Tuesday, December 14, 2010

If you've lived near Lake Michigan long enough, you will have heard or read something about the Christmas Tree ships. This year, the Christmas Tree Ship arrived on December 3 at Navy Pier, welcomed by escort boats, a band, school choirs and throngs of children with their families.

United States Coast Guard Cutter Mackinaw currently brings the Christmas trees for distribution to disadvantaged youngsters, but the Mackinaw is simply re-creating a long-standing tradition on the Great Lakes.

Christmas as we celebrate it today wasn't embraced by America until the mid-1800's. Our Puritan forefathers strictly forbade merry-making at Christmas time and December 25 wasn't declared a federal holiday until 1870. Christmas festivities were more common in the southern states and after the Civil War the custom of celebrating Christmas spread across the country.

Along with the celebration of Christmas came the Christmas Tree. Swaths of pine trees grew in the forests of northern Wisconsin, easy to harvest and sometimes even available for free. Retailers got the buyers lined up and all a resourceful person needed to do was get the trees from Wisconsin to Chicago. In the last half of the nineteenth century, that meant moving them by ship during the golden age of Great Lakes sailing.

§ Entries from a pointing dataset
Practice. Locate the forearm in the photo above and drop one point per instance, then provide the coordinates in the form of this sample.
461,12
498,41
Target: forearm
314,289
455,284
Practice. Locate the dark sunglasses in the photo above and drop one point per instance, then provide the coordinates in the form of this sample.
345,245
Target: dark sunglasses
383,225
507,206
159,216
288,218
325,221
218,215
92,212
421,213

* * *

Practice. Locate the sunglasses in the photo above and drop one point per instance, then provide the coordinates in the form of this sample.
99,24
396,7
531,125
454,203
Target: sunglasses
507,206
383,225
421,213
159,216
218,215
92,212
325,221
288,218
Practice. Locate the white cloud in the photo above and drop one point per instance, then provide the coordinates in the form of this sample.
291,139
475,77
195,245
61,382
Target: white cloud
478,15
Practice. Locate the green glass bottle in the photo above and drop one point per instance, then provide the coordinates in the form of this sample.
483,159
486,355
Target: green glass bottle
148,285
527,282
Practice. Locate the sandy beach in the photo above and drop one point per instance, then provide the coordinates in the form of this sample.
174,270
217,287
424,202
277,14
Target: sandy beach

§ TASKS FOR THIS EXERCISE
1. List everything the Christmas Tree ships text names as welcoming the Christmas Tree Ship at Navy Pier.
2. Pick up the Christmas Tree ships text after its last sentence and carry it forward.

§ ANSWERS FOR THE EXERCISE
1.
- escort boats
- a band
- school choirs
- throngs of children with their families

2.
Unfortunately, November is a treacherous month on Lake Michigan and many a ship loaded with Wisconsin pines never made it to the Chicago port. The Christmas Tree run was usually the last trip a captain made before the ice and snow made sailing impossible and it was always a calculated risk. If successful, the captain stood to make a profit almost as much as he earned during the whole rest of the year, but if a storm should blow up, he could lose both his profit and as his life.

The Rouse Simmons with Captain Herman Schuenemann at the helm is the subject of a well-known Christmas Tree Ship story. The Captain's older brother went down with his ship on a Christmas Tree run and the Rouse Simmons disappeared with her cargo and Captain Herman in 1912. The Captain's widow and daughters continued with the family business for a few years, stringing the new ship with lights and tying a pine tree to the top of the tallest mast in keeping with the Christmas Tree Ship tradition.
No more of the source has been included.